How many lines of the records below contain the string "window"? Reply with the number alone.

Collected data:
=====
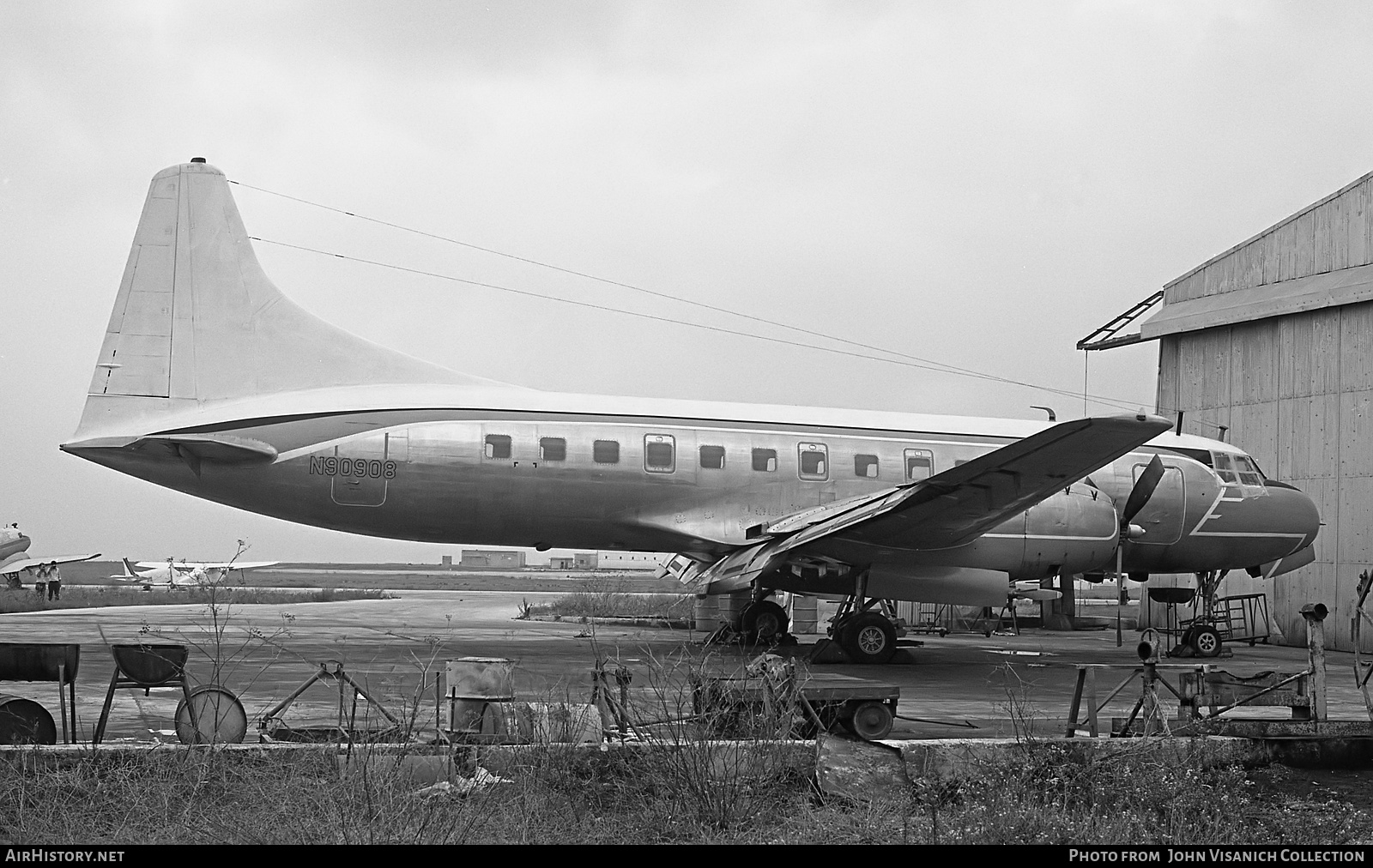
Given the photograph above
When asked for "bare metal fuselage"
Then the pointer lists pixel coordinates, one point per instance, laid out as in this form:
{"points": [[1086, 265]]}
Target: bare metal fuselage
{"points": [[432, 475]]}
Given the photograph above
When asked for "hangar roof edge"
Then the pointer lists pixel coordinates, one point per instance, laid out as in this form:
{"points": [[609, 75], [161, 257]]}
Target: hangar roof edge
{"points": [[1270, 230], [1313, 292]]}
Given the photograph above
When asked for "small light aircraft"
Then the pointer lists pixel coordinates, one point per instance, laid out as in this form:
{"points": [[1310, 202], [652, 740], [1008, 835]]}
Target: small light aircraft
{"points": [[212, 382], [184, 573], [15, 561]]}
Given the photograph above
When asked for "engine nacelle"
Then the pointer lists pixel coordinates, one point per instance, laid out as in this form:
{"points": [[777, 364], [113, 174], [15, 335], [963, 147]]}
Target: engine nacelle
{"points": [[1071, 532]]}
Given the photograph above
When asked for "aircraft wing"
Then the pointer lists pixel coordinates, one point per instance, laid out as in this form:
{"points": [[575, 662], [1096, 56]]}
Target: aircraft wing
{"points": [[17, 566], [190, 566], [961, 503], [956, 506]]}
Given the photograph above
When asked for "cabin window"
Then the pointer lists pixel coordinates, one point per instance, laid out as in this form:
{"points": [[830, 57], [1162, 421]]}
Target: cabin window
{"points": [[659, 454], [606, 452], [713, 458], [814, 461], [920, 465], [498, 447], [553, 449]]}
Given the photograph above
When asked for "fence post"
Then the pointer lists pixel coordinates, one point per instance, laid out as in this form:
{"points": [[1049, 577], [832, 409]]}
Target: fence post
{"points": [[1315, 614]]}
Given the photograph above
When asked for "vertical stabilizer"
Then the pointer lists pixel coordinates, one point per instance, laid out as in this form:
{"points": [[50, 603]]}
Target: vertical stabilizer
{"points": [[198, 320]]}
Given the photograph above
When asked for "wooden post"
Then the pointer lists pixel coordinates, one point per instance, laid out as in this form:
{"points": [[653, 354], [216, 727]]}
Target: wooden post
{"points": [[1315, 614]]}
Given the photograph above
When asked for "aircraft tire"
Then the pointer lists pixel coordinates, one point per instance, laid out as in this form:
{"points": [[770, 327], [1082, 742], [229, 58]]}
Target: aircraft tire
{"points": [[868, 639], [869, 721], [1206, 642], [765, 621]]}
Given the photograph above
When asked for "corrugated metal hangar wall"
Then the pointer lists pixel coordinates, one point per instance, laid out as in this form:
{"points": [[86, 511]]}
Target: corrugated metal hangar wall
{"points": [[1274, 341]]}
=====
Solution:
2